Allston expansion, on the other hand, is a different story. It does not have to pass a Faculty vote, as Summers reminded the Faculty last year. The big problem here is that members of the Faculty are angry over the way the Allston planning process has proceeded. That is to say, largely without their input. Some correlate what they see as low endowment payouts with the looming Allston expenditure. On top of that come accusations that the University president is not vetting Allston plans early or often enough with faculty and students. Anger over Allston has already spilled into other initiatives over which the Faculty has more control, and it helped helped convince Faculty members to vote against Summers on Tuesday.

This is a dangerous situation for the University. If Mass. Hall moves forward patiently and does a better job of making the Faculty feel more included in the process, Summers will be able to build something across the River without bringing everything else to a stand-still. This is good. A Faculty more united in its opposition to Mass. Hall than ever before, though, will be a real challenge. Summers is right that the Allston expansion provides Harvard with the opportunity to create a brilliant new center of intellectual life at the University, one that will make Harvard stand out among its peers. But this vision won’t succeed if he can’t build adequate new Houses on prime real estate near the River, if departments in related fields get separated because one decides it doesn’t want to leave Cambridge, or if other entrenched Faculty interests have their way. It remains to be seen if Summers can keep his Allston plans from getting fragmented.

Finally, faculty are concerned about proposed divisional appointments. The idea is to set up new hiring committees for broad academic divisions within FAS, such as the humanities. These committees would look for talented academics individual departments might pass over because their work is interdisciplinary. Proponents have also tried to sell it as a way to increase female and minority hiring.

It’s not that this is a priori a bad idea. At best, divisional committees would add another layer to the Faculty’s talent scouting that will seek and promote deserving academics that departments, for whatever reason, overlooked. A less rosy, but still positive, scenario is that this will just add a few more sets of eyes to Harvard’s tenure process, leading to a wider pool of professors from which departments can make appointments. After all, even the most able faculty on departmental hiring committees will miss someone now and then. More bureaucracy might ameliorate this unavoidable problem. Or it might not. It may very well turn out that, in practice, divisional hiring committees, made up of the same sorts of people who staff departmental hiring committees, more often than not come up with the same recommendations as their departmental counterparts. Still, that’s not a reason to condemn the idea.

Rather, it is the implications of Summers’ proposal that some in the Faculty find unpalatable. Adding new committees independent of and above the departments seems to diminish departmental autonomy. Claiming that these committees will promote female and minority hiring implies that the departments can’t do this on their own and implicitly places the blame for dismal hiring statistics on departmental hiring committees. Summers will likely not be able to avoid this minefield if he continues to push for divisional appointments, and he probably shouldn’t try.

So, Summers is down, but not necessarily out. Allston, at the very least, is still on the table, though he’ll probably have to work hard to change his style (no matter what you think of it). And the Curricular Review may be off the wall, but as long as he decides to stay in Mass. Hall, Summers has a significant ally—time. The average term for a University president is around 20 years. Not every one will be as damaging as 2005 has already been.

Stephen W. Stromberg ’05 is a Russian studies concentrator in Adams House. His column appears on alternate Fridays.

• • • •

THE TASK — According to the column, what is the average term for a University president?

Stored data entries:

• • • •

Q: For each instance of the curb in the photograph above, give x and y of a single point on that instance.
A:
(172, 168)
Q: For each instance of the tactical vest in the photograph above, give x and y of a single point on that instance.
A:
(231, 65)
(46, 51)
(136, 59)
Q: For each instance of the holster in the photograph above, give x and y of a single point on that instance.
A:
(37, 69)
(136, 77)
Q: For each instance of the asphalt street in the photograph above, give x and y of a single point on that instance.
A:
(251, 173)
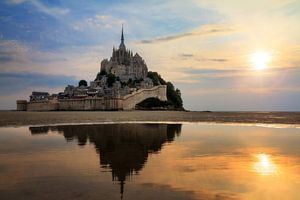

• • • •

SOLUTION FOR THIS PROBLEM — Around 20 years.